> _Your task_
Return the passage of the text below on Medicare's billing help line from "Posted Oct. 4, 2004." to "civil monetary penalty.", copied word for word.

> _Excerpted text_

'''

Medicare's no-help line: Doctors not getting good answers
■ A report saying Medicare carrier call centers rarely give the correct answer to billing questions highlights the need for Congress to protect physicians from overzealous fraud investigators.
Posted Oct. 4, 2004.
For years, the AMA has called on Congress to halt abusive enforcement practices by the federal government and refocus its investigations to traditional definitions of fraud rather than inadvertent billing errors. Although the Centers for Medicare & Medicaid Services has assured physicians that their confusion over billing is not a major target for Medicare fraud investigations, honest mistakes are still actionable under the False Claims Act and subject to a civil monetary penalty.
So when it's time for physicians to bill Medicare, it would make sense to clear up any confusion by contacting Medicare call centers to ask for advice, lest a miscoded claim be construed as fraud. Except that, according to a Government Accountability Office study, physicians have only a 4% chance of getting a correct and complete response to their question.
That means 96% of time -- as happened when the GAO ran 300 test calls posing four questions on Medicare billing -- customer service representatives gave answers that were incomplete, only partially correct or completely wrong. That last category -- completely wrong -- made up half of those botched answers, according to the GAO.
Not that this is a new problem. A similar survey two years ago put the correct-answer rate at 15%, which looks downright reliable compared with the current 4%. No wonder AMA Board of Trustees Chair J. James Rohack, MD, responded to the news by saying, "While the Medicare call centers' inability to correctly answer physicians' questions is troubling, sadly, it is not surprising."
Dr. Rohack, in his response to the GAO report, added it "confirms longstanding complaints from physicians about the lack of clear and reliable guidance on complex Medicare policy questions."

'''

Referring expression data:

'''

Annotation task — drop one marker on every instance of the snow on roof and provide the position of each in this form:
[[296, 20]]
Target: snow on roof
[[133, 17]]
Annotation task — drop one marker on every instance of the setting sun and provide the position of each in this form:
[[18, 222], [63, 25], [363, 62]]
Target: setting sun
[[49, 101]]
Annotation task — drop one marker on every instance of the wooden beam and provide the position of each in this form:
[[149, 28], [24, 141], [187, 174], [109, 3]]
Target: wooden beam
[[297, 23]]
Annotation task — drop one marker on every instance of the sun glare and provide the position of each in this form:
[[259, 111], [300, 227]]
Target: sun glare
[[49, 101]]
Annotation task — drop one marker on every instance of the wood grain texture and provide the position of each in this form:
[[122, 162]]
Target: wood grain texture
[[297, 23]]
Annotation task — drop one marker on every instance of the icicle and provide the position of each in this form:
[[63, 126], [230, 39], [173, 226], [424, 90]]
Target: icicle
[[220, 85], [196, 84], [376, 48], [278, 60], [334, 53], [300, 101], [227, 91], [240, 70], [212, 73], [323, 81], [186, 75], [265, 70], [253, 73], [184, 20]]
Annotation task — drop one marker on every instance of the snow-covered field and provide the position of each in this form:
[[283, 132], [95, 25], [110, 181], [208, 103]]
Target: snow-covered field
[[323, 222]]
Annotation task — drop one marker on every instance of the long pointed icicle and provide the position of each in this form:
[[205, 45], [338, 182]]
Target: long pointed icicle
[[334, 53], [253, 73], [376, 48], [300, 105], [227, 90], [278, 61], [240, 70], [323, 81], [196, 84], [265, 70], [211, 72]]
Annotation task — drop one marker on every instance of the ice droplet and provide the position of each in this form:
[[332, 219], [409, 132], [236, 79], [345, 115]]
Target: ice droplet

'''

> _Expected answer_
Posted Oct. 4, 2004.
For years, the AMA has called on Congress to halt abusive enforcement practices by the federal government and refocus its investigations to traditional definitions of fraud rather than inadvertent billing errors. Although the Centers for Medicare & Medicaid Services has assured physicians that their confusion over billing is not a major target for Medicare fraud investigations, honest mistakes are still actionable under the False Claims Act and subject to a civil monetary penalty.